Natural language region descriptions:

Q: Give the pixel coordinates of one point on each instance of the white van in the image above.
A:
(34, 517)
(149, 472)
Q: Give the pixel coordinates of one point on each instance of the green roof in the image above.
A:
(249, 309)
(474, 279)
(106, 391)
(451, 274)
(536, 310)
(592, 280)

**Work instructions**
The full set of entries should appear again, unchanged, line by line.

**Exercise solution**
Q: Give the pixel coordinates of one point on each instance of the white van in the image above.
A:
(34, 517)
(149, 472)
Q: Give the pixel coordinates of one point on each instance of the green roof in the image above.
A:
(249, 309)
(474, 279)
(106, 391)
(451, 274)
(536, 310)
(592, 280)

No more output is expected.